▶ **Try it**: Repeat verbatim each line from the line with "output: a list" to the end of the entries. Pictures do not belong in the copy.

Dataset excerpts

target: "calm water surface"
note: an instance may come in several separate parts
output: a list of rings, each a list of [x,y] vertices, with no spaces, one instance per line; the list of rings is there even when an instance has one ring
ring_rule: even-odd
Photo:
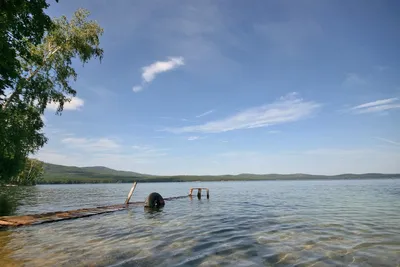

▶ **Answer for this exercise**:
output: a list of rings, each a list of [x,y] vertices, with no spaces, one instance per line; the list of rings is there even when an instance has one ring
ring_rule: even-odd
Photo:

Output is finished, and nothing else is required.